::: Material
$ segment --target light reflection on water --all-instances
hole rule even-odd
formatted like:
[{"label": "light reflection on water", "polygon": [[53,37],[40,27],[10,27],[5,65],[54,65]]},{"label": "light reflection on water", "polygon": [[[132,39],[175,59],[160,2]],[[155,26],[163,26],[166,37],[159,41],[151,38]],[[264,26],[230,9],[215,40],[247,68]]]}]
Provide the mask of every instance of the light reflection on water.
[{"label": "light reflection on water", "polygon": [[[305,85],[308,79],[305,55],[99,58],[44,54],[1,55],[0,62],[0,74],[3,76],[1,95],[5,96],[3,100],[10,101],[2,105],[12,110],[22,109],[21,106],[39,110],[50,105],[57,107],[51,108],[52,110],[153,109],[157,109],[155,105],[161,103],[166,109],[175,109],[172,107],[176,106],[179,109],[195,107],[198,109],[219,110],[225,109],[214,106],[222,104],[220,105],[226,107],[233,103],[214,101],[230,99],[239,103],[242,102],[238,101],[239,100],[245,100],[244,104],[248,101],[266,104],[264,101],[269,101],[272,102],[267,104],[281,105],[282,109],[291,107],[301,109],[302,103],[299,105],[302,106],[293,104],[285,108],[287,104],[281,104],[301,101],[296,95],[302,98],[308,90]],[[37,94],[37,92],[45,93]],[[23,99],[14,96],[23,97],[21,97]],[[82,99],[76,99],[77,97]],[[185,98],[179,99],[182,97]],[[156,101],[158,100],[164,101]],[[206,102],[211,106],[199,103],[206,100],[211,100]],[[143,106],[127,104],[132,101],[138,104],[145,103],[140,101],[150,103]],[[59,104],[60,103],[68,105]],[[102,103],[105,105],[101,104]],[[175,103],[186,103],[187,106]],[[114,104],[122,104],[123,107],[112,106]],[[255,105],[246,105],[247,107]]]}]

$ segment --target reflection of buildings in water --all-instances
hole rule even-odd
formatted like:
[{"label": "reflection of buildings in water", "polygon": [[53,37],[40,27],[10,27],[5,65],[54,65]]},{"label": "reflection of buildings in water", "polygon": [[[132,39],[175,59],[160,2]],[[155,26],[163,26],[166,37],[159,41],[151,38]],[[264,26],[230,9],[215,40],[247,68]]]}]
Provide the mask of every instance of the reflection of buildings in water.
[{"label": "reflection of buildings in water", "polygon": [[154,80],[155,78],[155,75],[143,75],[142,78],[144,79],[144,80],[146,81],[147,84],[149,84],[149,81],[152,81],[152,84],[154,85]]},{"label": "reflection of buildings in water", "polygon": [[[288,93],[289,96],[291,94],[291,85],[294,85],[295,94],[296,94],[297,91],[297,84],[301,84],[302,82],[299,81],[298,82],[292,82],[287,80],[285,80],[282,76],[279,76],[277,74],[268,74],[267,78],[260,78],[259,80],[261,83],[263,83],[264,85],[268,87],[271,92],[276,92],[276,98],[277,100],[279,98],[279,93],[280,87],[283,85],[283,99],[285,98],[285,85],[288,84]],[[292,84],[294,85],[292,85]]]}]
::::::
_Exercise_
Reproduce the items from the start of the records through the line containing "Provide the mask of every instance of the light", substituting "glare on water" for "light reflection on water" and leaving all else unchanged.

_Solution to this problem_
$ segment --target glare on water --all-instances
hole rule even-odd
formatted like:
[{"label": "glare on water", "polygon": [[53,37],[40,27],[10,27],[5,65],[54,65]]},{"label": "glare on water", "polygon": [[[132,39],[175,59],[160,2]],[[155,26],[163,26],[166,37],[159,41],[151,38]],[[264,26],[230,9],[215,40],[247,68]]]}]
Provide the mask of every instance of the glare on water.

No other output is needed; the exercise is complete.